• TASK BRIEF: Find each line in the entries that contains the word "deck" and copy it. Case counts.

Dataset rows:
---+---

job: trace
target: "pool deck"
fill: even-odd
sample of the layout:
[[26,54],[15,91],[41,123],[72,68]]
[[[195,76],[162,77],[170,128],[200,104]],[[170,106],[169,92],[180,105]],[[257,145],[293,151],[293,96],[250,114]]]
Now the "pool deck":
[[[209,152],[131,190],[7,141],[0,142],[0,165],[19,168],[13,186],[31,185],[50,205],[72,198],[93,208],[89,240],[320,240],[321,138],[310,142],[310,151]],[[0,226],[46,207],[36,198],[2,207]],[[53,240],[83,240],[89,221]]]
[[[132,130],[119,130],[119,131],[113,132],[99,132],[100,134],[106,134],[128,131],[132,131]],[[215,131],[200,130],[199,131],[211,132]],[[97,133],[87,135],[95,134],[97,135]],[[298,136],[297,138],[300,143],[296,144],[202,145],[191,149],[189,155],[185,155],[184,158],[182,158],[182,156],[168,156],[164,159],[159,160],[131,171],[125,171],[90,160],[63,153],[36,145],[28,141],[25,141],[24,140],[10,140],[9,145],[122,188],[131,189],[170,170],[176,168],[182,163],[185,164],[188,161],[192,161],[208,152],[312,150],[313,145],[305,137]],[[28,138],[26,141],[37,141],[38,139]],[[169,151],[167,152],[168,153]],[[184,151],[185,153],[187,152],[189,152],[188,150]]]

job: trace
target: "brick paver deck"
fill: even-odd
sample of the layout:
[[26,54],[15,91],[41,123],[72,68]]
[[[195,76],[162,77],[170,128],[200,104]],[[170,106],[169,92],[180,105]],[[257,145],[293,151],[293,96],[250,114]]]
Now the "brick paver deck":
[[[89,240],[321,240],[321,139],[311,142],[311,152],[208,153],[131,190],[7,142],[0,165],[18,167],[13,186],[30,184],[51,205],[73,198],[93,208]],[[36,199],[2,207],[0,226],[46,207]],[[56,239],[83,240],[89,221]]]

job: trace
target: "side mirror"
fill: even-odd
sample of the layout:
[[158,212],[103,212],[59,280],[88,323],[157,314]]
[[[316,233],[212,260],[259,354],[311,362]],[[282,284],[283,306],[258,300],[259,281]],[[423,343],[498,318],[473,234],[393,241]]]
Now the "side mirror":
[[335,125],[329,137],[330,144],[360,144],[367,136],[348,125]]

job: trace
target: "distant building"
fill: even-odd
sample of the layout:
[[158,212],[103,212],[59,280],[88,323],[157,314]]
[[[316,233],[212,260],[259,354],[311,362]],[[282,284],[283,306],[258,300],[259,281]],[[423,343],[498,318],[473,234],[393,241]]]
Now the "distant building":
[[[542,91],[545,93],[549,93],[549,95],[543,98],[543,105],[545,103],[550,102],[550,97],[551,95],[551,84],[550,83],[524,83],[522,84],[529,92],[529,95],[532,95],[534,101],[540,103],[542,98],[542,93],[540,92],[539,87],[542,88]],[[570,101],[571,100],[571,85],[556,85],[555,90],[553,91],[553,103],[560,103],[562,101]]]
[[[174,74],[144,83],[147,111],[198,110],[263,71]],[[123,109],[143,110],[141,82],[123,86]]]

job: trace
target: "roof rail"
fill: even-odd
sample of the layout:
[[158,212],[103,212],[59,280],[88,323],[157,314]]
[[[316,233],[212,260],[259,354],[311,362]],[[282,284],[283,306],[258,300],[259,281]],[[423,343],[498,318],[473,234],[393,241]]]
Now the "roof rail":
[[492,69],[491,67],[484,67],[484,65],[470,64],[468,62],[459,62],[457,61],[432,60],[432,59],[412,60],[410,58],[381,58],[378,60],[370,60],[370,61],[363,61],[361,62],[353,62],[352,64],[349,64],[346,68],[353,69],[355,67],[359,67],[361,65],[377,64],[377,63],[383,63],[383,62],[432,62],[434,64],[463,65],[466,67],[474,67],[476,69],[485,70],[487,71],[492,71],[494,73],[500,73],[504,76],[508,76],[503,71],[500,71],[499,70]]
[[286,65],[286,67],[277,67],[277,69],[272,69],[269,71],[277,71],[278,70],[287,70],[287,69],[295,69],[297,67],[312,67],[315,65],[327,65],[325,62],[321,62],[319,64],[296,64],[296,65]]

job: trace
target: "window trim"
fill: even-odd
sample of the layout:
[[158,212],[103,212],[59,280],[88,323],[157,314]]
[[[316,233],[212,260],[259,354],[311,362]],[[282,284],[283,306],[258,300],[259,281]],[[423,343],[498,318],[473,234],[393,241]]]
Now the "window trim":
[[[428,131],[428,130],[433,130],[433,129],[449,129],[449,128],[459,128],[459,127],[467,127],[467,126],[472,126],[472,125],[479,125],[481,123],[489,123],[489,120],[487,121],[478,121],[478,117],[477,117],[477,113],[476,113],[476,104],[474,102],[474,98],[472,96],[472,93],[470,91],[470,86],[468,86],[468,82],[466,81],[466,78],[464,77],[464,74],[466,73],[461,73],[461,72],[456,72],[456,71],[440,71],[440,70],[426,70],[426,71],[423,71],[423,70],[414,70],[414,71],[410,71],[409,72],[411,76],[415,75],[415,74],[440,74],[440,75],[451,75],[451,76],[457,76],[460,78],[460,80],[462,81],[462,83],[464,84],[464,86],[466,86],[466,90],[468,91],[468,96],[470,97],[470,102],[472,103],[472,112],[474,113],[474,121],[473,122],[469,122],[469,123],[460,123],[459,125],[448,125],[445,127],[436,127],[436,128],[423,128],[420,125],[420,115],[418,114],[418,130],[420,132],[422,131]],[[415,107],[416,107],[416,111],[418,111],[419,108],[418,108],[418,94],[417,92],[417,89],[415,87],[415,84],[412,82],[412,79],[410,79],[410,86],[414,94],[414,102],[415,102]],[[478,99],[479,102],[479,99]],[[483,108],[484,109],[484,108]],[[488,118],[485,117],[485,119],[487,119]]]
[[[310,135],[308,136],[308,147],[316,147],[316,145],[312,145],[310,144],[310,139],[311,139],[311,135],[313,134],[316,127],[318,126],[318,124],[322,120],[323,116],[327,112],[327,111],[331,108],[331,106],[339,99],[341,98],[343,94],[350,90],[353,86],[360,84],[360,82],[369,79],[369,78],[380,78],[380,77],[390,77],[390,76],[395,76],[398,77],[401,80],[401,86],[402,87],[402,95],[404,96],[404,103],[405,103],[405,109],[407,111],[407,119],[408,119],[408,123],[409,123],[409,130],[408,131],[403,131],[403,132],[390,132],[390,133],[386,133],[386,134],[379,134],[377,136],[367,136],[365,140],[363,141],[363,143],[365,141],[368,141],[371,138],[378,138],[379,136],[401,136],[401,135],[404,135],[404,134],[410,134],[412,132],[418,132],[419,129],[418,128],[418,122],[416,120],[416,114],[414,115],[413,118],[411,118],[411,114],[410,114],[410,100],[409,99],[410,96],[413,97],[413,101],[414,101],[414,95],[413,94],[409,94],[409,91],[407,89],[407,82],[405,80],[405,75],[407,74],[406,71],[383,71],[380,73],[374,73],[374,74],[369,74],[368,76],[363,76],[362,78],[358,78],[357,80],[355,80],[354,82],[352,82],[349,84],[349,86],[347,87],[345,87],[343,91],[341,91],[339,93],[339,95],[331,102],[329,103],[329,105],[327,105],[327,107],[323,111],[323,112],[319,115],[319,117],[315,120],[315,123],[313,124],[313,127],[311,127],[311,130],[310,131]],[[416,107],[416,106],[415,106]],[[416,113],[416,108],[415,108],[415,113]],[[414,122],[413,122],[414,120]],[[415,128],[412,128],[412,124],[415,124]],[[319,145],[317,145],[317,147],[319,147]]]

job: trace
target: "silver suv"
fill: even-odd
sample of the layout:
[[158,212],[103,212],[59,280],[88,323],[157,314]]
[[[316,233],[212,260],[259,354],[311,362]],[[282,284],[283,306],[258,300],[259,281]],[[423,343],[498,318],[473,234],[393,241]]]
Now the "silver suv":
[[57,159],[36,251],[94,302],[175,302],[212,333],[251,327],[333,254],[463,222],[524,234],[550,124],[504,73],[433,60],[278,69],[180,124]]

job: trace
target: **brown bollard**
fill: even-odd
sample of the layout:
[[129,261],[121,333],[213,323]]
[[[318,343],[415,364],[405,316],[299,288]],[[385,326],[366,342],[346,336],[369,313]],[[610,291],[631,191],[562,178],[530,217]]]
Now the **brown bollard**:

---+---

• THE RESULT:
target: "pool deck"
Now the "pool deck":
target: "brick paver deck"
Now the "brick paver deck":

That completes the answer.